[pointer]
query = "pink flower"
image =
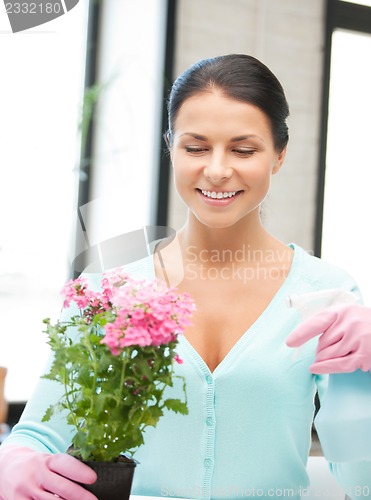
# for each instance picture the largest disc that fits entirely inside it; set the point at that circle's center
(77, 291)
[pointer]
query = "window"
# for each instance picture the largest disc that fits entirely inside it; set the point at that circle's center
(40, 101)
(346, 238)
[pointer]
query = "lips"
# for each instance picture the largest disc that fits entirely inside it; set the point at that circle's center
(218, 197)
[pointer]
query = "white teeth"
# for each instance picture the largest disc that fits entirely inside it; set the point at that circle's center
(220, 195)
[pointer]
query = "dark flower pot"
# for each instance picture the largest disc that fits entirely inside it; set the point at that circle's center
(114, 479)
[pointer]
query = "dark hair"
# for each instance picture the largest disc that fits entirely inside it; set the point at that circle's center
(240, 77)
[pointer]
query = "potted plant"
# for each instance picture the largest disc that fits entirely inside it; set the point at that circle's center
(115, 357)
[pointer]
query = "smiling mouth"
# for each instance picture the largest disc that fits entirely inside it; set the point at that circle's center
(218, 195)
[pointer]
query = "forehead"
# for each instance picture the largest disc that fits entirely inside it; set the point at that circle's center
(210, 112)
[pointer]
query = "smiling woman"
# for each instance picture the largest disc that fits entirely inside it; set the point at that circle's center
(250, 400)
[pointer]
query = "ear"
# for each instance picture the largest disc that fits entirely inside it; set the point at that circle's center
(280, 158)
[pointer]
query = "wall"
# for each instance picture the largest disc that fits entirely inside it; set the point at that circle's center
(287, 35)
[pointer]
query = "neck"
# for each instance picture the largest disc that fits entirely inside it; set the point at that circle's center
(239, 242)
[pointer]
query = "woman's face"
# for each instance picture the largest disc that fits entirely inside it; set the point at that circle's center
(223, 158)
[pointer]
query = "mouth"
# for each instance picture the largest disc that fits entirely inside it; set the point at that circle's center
(218, 195)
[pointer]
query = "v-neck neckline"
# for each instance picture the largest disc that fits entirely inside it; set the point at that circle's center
(255, 325)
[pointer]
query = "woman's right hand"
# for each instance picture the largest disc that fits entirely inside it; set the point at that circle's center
(26, 474)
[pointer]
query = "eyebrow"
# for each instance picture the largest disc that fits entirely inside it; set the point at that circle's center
(234, 139)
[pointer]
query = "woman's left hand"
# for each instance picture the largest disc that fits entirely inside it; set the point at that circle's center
(345, 338)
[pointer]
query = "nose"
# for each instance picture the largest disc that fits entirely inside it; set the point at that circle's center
(217, 169)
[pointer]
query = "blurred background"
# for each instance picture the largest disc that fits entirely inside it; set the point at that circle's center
(82, 160)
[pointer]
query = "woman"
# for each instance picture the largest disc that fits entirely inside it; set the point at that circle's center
(250, 400)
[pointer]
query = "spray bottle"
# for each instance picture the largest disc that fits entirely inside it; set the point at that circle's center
(343, 422)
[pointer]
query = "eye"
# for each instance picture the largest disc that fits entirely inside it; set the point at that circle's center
(244, 151)
(195, 149)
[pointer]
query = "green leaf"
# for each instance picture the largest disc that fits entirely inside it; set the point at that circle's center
(176, 405)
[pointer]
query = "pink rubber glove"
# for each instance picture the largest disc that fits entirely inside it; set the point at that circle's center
(345, 341)
(26, 474)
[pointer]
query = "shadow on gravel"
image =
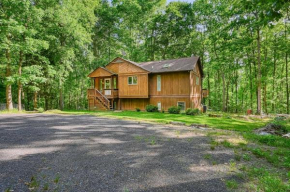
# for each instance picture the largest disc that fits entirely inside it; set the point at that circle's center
(89, 153)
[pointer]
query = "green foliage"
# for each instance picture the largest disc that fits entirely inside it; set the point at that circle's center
(138, 109)
(40, 110)
(174, 110)
(192, 111)
(151, 108)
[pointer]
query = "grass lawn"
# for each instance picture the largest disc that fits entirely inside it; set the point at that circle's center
(225, 122)
(262, 162)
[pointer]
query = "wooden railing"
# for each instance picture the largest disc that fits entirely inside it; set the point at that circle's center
(110, 93)
(96, 94)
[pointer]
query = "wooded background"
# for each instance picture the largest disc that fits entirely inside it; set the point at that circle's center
(48, 47)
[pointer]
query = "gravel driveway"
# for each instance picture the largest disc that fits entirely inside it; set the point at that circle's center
(89, 153)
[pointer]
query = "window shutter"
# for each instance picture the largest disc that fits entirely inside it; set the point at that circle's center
(158, 82)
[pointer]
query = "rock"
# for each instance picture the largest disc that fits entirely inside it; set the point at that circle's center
(177, 123)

▬▬▬

**WHAT YOU WILL DO**
Make an exact copy of every record, pictures excluded.

**OUTPUT OF THE TASK**
[pointer]
query = "pink flower"
image =
# for each instance picture the largest disc that fits entirely inside it; set the point at that circle's center
(77, 291)
[pointer]
query = "window"
# for each instance picture the largest disc that fits entirely inside it; set the point at that circle's center
(40, 101)
(346, 238)
[pointer]
query = "lips"
# for each instance picture the largest disc that fits entirely inside it; set the point at that circle's center
(218, 197)
[pointer]
query = "white teeth"
# for each instance picture the largest disc that fits entirely inside it; set the point at that circle's center
(220, 195)
[pointer]
query = "dark flower pot"
# for each instance picture the largest disc that fits entirely inside it; set the point at that circle's center
(114, 479)
[pointer]
query = "dark hair"
# for each instance picture the largest disc that fits entirely inside it; set the point at that circle's center
(240, 77)
[pointer]
query = "potted plant"
# for each instance picture the largest disc that fits entirely inside it; set the point at that circle's center
(115, 357)
[pointer]
query = "smiling mouth"
# for each instance picture the largest disc that fits entirely inside it; set the point at that circle's center
(218, 195)
[pointer]
query = "forehead"
# for each instance picture the largest disc that fits entirely inside it; set the point at that circle's center
(210, 112)
[pointer]
query = "smiling woman"
# for each instance picture the largest disc that fits entirely inside it; set the point at that circle's center
(250, 400)
[pointer]
query = "ear"
# for each instance picture the largest disc that fits entirely inside it; set the point at that circle's center
(280, 158)
[pointer]
query = "wall"
# for each instance picture the largest disc that fits entirely inside it; set the point at that circle's center
(287, 35)
[pointer]
query = "neck"
# for each instance picture the largest disc that fits entirely inside it; set the point at that circle's center
(239, 242)
[pointer]
query = "woman's face"
# for each instance picture the largest disc that fits entirely inside it; set the point at that circle's center
(223, 158)
[pointer]
query = "mouth"
# for each instance picture the largest disc that fits entirely inside it; set the point at that circle's center
(218, 195)
[pointer]
query = "v-neck neckline"
# for each instance picture the largest disc that fits entirely inside it; set the point at that circle's center
(255, 325)
[pointer]
query = "woman's right hand"
# for each instance picture the largest disc that fits entirely inside it; set the point at that circle's center
(26, 474)
[pointer]
query = "eyebrow"
# for each instance picture the largest disc that fits entirely inside it; set the point at that circle's center
(234, 139)
[pointer]
query = "woman's left hand"
# for each instance picture the largest disc that fits entirely inside it; set the point at that circle's center
(345, 338)
[pointer]
query = "nose"
# for each instance picture the largest disc that fits entirely inside it; set the point at that circle's center
(217, 169)
[pointer]
query = "blurred background"
# for each instance picture the largest disc that fits entirely inside it; set the point at that circle's center
(82, 160)
[pointer]
query = "woman"
# for each instance picture the largest disc that fits entirely inside it; set the point at that circle's center
(250, 400)
[pointer]
query = "spray bottle"
# for each instance picture the largest disc that fits entirely inside it; set the point at that circle's center
(343, 422)
[pointer]
query = "eye"
# for each instance picture the largest disc that fits entirely inside it; set the point at that circle's center
(244, 151)
(195, 149)
[pointer]
query = "green leaf"
# for each instance picture the largest disc that fits entirely inside it; set the point at that circle's center
(176, 405)
[pointer]
query = "pink rubber glove"
# for each instance picture the largest disc that fits entirely inside it; set the point at that circle's center
(345, 341)
(26, 474)
[pointer]
query = "shadow on gravel"
image =
# for each instance picture the largest disc that fits entirely inside it; set the point at that circle's center
(89, 153)
[pointer]
query = "green foliage"
# for each instance picture the largest disc that fits entirely inside it; set the point at that circle's center
(138, 109)
(40, 110)
(174, 110)
(192, 111)
(151, 108)
[pointer]
query = "grass lawn"
# for each instance picture the largest disc that fits entirely inside it; set the point at that circle's center
(225, 122)
(262, 162)
[pointer]
query = "wooden railing"
# for each instance picture the largest disc that fits entirely inside it; set the point at that circle's center
(110, 93)
(96, 94)
[pointer]
query = "wooded background"
# for each instance picture the largest disc that fits entirely inside it; set the point at that circle's center
(48, 47)
[pointer]
query = "gravel driveway"
# for each instance picture the largest disc that fits entirely inside it; set the point at that circle's center
(89, 153)
[pointer]
query = "window shutter"
# for each instance picture the largest disc that fits entirely inside it; set the point at that circle's center
(158, 82)
[pointer]
query = "rock"
# for each instance picture the largest disc that fits entirely inside it; set the point at that circle's center
(177, 123)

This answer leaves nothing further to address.